Arbeitsauftrag
Gib bitte den Text über die Natur der Erfahrung von „Aber in einem“ bis „zu verbinden scheint?“ wieder und ersetze darin „Buch“ durch „Werk“.

Vorgegebener Text

------

Schon als Kinder werden wir dazu angeregt, unsere Erfahrungen auf eine Art zu beschreiben, die diese Erfahrungen sowohl auszudrücken als auch zu bestätigen scheint. Später bestimmen diese Ausdrucksweisen dann, wie uns die Welt erscheint.

„David liebt Jane.“– „Tim sah den Bus.“ … Bereits unsere ersten Formulierungen unterteilen Erfahrung in ‚ich‘ und ‚anderes‘, ‚ich‘ und ‚die Welt‘, in ein Subjekt, das erfährt, und ein Objekt, das erfahren wird. Und unsere Erfahrung scheint von da an diese Formulierungen zu bestätigen.

Aber in einem bestimmten Stadium ahnen wir, dass diese Formulierungen nicht unsere Erfahrung zum Ausdruck bringen, sondern dass sie unsere Erfahrung bestimmen.

Dieses Buch beschäftigt sich nicht mit einzelnen Eigenschaften der Erfahrung, sondern mit Erfahrung selbst. Es erforscht die grundsätzliche Natur von Erfahrung. Was ist dieses ‚ich‘? Was ist dieses ‚andere‘, diese ‚Welt‘? Und was ist dieses ‚Erfahren‘, das die beiden Pole zu verbinden scheint?

------

Bereitgestelltes Material
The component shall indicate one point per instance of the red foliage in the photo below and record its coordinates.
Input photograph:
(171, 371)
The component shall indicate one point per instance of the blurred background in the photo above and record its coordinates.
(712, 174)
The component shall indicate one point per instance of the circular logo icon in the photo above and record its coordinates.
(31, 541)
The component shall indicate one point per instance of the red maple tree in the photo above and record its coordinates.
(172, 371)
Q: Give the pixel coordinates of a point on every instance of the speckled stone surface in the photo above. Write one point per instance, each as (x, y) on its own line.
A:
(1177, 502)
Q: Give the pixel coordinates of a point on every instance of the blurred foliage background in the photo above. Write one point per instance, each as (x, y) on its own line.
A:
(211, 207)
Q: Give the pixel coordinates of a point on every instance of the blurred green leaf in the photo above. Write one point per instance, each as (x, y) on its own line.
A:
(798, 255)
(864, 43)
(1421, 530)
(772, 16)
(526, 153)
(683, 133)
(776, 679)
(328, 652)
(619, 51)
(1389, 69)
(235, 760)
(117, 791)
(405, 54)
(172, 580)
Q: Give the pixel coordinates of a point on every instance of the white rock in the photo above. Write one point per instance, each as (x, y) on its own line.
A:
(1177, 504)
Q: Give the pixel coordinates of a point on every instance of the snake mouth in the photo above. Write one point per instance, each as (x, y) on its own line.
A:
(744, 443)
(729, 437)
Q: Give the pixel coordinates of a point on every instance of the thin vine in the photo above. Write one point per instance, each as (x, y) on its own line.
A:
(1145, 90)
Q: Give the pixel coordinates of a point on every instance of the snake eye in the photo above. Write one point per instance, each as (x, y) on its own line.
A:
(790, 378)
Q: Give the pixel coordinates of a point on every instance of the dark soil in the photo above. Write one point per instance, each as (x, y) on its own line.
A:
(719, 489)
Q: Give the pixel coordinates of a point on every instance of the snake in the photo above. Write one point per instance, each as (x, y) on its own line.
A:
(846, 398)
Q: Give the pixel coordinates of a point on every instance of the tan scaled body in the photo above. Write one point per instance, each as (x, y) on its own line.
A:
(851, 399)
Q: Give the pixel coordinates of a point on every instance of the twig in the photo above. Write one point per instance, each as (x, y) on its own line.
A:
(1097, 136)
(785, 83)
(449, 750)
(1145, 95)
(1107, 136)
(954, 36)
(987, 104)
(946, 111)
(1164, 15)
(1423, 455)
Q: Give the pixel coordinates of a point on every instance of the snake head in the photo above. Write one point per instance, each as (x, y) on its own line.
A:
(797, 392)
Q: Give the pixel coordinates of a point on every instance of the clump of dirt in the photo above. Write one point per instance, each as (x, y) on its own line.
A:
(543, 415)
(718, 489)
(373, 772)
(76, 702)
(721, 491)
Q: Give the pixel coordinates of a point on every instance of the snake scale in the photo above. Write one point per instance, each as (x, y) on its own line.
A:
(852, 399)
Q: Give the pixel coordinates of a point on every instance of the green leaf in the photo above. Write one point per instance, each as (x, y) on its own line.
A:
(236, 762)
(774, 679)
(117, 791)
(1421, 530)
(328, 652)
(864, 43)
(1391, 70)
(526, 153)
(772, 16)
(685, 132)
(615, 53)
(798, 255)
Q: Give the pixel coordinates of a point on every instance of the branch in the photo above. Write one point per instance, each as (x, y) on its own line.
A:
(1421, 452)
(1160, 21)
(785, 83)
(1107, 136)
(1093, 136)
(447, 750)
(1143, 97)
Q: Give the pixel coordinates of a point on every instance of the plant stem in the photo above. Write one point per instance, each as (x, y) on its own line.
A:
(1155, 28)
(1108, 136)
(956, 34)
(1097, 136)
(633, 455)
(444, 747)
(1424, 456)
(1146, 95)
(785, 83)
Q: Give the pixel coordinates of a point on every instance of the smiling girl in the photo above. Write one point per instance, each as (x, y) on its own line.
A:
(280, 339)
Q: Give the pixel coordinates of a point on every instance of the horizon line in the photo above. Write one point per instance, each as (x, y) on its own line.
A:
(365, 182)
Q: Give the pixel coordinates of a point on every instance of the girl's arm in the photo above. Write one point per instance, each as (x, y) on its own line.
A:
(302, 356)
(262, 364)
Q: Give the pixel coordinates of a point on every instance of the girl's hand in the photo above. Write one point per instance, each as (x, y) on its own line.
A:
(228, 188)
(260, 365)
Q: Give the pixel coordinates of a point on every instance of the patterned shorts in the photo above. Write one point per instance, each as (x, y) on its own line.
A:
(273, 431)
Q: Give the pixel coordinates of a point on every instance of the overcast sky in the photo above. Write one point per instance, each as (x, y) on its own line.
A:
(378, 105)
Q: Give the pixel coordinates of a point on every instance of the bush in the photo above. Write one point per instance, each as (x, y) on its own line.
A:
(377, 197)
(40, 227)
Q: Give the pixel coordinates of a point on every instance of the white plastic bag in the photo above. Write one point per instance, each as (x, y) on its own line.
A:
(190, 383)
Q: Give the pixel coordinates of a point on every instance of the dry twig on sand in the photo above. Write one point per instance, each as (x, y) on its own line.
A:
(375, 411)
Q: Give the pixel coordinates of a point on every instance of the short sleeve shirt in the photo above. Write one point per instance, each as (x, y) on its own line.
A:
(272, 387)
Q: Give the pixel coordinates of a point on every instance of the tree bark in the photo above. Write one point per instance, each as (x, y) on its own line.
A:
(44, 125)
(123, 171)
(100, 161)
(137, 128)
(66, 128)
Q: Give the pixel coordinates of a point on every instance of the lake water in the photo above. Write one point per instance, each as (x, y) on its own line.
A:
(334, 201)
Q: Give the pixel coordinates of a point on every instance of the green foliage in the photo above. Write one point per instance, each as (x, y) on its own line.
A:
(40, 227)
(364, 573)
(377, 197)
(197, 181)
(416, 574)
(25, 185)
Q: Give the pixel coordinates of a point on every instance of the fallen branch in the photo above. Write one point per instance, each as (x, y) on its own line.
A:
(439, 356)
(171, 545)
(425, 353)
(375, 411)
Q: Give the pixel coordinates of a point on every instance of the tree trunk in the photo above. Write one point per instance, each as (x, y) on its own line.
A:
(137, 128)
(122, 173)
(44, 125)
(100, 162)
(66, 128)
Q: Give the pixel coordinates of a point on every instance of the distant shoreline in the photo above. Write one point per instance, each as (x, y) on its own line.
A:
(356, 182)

------

Musterlösung
Aber in einem bestimmten Stadium ahnen wir, dass diese Formulierungen nicht unsere Erfahrung zum Ausdruck bringen, sondern dass sie unsere Erfahrung bestimmen.

Dieses Werk beschäftigt sich nicht mit einzelnen Eigenschaften der Erfahrung, sondern mit Erfahrung selbst. Es erforscht die grundsätzliche Natur von Erfahrung. Was ist dieses ‚ich‘? Was ist dieses ‚andere‘, diese ‚Welt‘? Und was ist dieses ‚Erfahren‘, das die beiden Pole zu verbinden scheint?